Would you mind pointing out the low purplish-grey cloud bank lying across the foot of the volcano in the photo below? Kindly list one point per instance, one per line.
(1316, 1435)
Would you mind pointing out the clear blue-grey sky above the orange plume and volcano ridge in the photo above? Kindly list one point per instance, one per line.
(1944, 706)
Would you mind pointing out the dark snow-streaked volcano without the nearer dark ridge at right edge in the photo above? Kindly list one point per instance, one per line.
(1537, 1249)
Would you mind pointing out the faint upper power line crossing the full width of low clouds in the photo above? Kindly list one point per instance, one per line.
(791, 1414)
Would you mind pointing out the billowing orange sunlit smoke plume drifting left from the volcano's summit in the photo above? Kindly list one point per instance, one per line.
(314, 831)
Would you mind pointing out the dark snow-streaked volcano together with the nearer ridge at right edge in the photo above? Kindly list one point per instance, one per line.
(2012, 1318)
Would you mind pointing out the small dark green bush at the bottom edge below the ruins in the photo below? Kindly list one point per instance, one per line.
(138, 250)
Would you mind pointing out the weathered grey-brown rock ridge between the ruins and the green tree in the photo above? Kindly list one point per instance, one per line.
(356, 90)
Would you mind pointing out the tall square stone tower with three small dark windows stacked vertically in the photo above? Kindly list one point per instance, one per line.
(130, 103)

□ □ □ □ □

▸ REQUIRED ACTION: All lines from the one containing "Would you mind pointing out the tall" through the final line of the listing above are to be reproduced exactly; include both and add nothing.

▸ SOLUTION FOR THIS TASK:
Would you mind pointing out the tall square stone tower with three small dark windows stacked vertically in the photo above? Kindly list one point per instance, one per line.
(130, 103)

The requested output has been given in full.